| Objective |
Write every line out verbatim and omit the pictures.

| Dataset rows |
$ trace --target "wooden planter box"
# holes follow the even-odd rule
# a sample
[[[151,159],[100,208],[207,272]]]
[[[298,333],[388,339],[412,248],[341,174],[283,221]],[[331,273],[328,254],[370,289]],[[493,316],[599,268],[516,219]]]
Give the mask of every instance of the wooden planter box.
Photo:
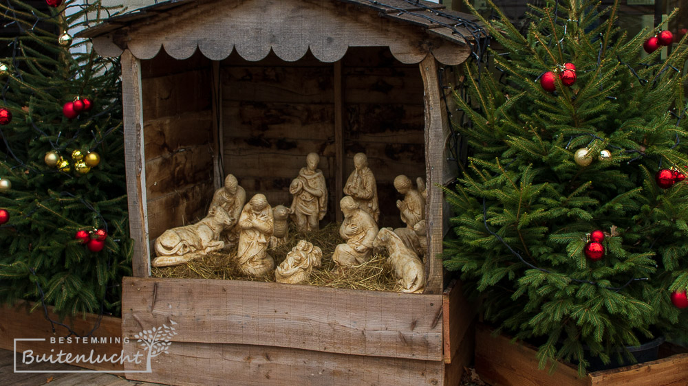
[[[472,354],[474,313],[437,256],[449,216],[438,185],[457,170],[443,98],[453,71],[443,66],[470,54],[471,32],[456,33],[457,17],[471,16],[427,1],[182,0],[78,35],[100,55],[121,56],[136,242],[123,334],[173,321],[178,332],[152,373],[130,378],[456,383]],[[356,152],[375,173],[381,226],[400,225],[394,178],[424,177],[423,294],[150,277],[151,243],[203,217],[227,174],[247,199],[262,193],[288,206],[289,183],[310,152],[330,190],[326,222],[341,219]]]
[[[50,355],[54,353],[54,351],[51,352],[51,350],[54,350],[56,348],[75,356],[85,354],[87,356],[91,350],[96,346],[97,346],[97,352],[103,355],[109,356],[122,352],[121,341],[117,343],[114,339],[111,339],[121,337],[121,319],[104,316],[98,321],[98,315],[94,314],[87,314],[85,318],[82,318],[80,315],[69,318],[63,321],[63,323],[70,326],[72,330],[80,337],[85,337],[98,324],[98,328],[93,332],[92,337],[97,338],[100,343],[97,345],[74,343],[57,345],[51,343],[50,339],[67,337],[69,334],[69,331],[64,327],[55,325],[55,331],[54,332],[50,322],[45,319],[43,308],[40,308],[33,313],[29,313],[29,308],[32,305],[30,303],[21,302],[14,307],[7,305],[0,307],[0,348],[10,351],[16,348],[15,355],[19,356],[26,350],[32,350],[36,355]],[[48,307],[48,316],[52,320],[59,321],[59,317],[52,311],[52,306]],[[15,346],[14,339],[43,339],[45,341],[17,341]],[[101,339],[105,339],[105,340],[100,341]],[[17,356],[17,361],[21,361],[21,356]],[[74,365],[99,371],[110,372],[125,370],[122,365],[111,362],[78,363]],[[50,364],[41,368],[45,369],[47,366],[50,366]],[[7,370],[9,370],[9,373],[12,372],[12,369]],[[40,379],[43,374],[36,374],[36,376],[38,376],[37,379]],[[43,377],[41,381],[45,382],[45,377]],[[41,381],[36,381],[36,382],[39,383]]]
[[[590,372],[581,378],[577,367],[569,363],[557,363],[552,374],[538,370],[536,348],[522,342],[512,343],[503,335],[494,337],[484,325],[476,328],[475,342],[475,370],[493,386],[663,386],[688,383],[688,353],[671,343],[660,347],[657,361]]]

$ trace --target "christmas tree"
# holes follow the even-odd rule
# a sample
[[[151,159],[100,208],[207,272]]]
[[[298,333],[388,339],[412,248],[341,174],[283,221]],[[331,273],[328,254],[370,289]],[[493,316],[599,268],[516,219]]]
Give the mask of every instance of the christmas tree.
[[[457,95],[472,155],[446,191],[445,266],[486,320],[537,342],[541,367],[582,374],[659,333],[685,341],[685,39],[662,58],[670,32],[627,36],[617,4],[530,6],[524,34],[492,6],[501,47]]]
[[[132,245],[119,65],[72,37],[113,10],[31,4],[0,4],[0,303],[118,313]]]

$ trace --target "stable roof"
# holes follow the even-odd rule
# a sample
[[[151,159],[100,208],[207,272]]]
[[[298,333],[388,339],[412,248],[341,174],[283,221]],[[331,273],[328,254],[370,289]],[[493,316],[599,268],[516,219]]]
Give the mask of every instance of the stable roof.
[[[349,47],[387,46],[405,63],[428,53],[445,65],[462,63],[483,30],[475,16],[423,0],[171,0],[111,17],[83,31],[96,52],[129,49],[149,59],[161,47],[176,59],[196,51],[219,60],[233,50],[256,61],[272,50],[287,61],[310,49],[334,62]]]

| Result for this exercise |
$ trace --target "wooden planter box"
# holes follow the even-odd rule
# a sample
[[[151,159],[100,208],[207,272]]]
[[[298,333],[388,339],[412,248],[341,174],[283,221]],[[331,273],[328,254],[370,289]],[[493,316],[599,268],[516,219]]]
Give the mask of every instance of the wooden planter box.
Photo:
[[[472,354],[474,313],[437,256],[449,216],[438,185],[457,170],[443,98],[453,71],[443,66],[470,54],[471,32],[456,33],[457,17],[471,16],[427,1],[182,0],[78,35],[100,55],[121,56],[136,242],[123,334],[173,321],[178,332],[152,373],[130,378],[456,383]],[[356,152],[375,173],[381,226],[400,225],[394,178],[424,177],[423,294],[150,277],[151,243],[203,217],[227,174],[247,199],[262,193],[288,206],[289,183],[310,152],[330,190],[326,222],[341,219]]]
[[[50,355],[54,353],[54,351],[51,352],[51,350],[54,350],[56,348],[75,356],[85,354],[87,356],[91,350],[96,346],[97,346],[97,352],[103,355],[109,356],[122,352],[121,341],[117,343],[114,339],[111,339],[121,337],[121,319],[104,316],[98,321],[98,315],[94,314],[87,314],[85,318],[82,318],[80,315],[69,318],[63,321],[63,323],[70,326],[72,330],[80,337],[85,337],[98,324],[98,328],[93,332],[92,337],[97,338],[100,343],[97,345],[74,343],[57,345],[51,343],[50,339],[67,337],[69,334],[69,331],[64,327],[55,325],[55,331],[54,332],[50,322],[45,319],[43,308],[40,308],[33,313],[29,313],[29,308],[32,305],[30,303],[21,302],[14,307],[7,305],[0,307],[0,348],[10,351],[16,348],[15,355],[19,356],[26,350],[32,350],[36,355]],[[48,307],[48,316],[52,320],[59,321],[59,317],[52,311],[52,306]],[[15,346],[14,339],[43,339],[45,341],[17,341]],[[101,339],[105,339],[105,340],[100,341]],[[17,356],[17,361],[21,361],[21,356]],[[74,365],[99,371],[110,372],[125,370],[122,365],[111,362],[78,363]],[[50,364],[41,368],[45,369],[47,366],[50,366]],[[7,370],[9,370],[9,373],[12,372],[12,369]],[[40,379],[43,374],[36,374],[36,376],[38,376],[37,379]],[[43,377],[41,381],[45,382],[45,377]],[[41,381],[36,381],[36,382],[39,383]]]
[[[590,372],[581,378],[577,367],[569,363],[557,363],[552,374],[538,370],[536,348],[522,342],[512,343],[503,335],[494,337],[484,325],[476,328],[475,342],[475,370],[493,386],[663,386],[688,383],[688,353],[671,343],[660,347],[657,361]]]

$ trace --target "christmas tree"
# holes follow the even-odd rule
# a sample
[[[151,159],[100,208],[207,272]]]
[[[298,333],[388,339],[412,248],[341,174],[283,221]],[[331,273],[328,254],[370,289]],[[493,316],[599,268],[516,219]]]
Give the mask of every instance of the christmas tree.
[[[457,95],[472,155],[446,191],[445,266],[486,320],[537,342],[541,367],[582,374],[659,333],[685,341],[685,39],[662,58],[670,32],[627,36],[617,4],[530,6],[524,34],[492,6],[501,47]]]
[[[132,245],[119,65],[72,37],[113,10],[31,4],[0,4],[0,303],[118,313]]]

$ trace --target "stable roof"
# holes follow the even-odd rule
# a sample
[[[151,159],[100,208],[207,272]]]
[[[298,333],[388,339],[412,248],[341,174],[283,221]],[[331,273],[328,254],[370,289]],[[493,316],[599,268],[516,219]]]
Give the mask of every instance of the stable roof.
[[[349,47],[387,46],[405,63],[428,53],[445,65],[462,63],[483,30],[475,16],[423,0],[171,0],[111,17],[83,31],[96,52],[129,49],[149,59],[161,47],[176,59],[196,51],[219,60],[233,50],[256,61],[272,50],[287,61],[310,49],[334,62]]]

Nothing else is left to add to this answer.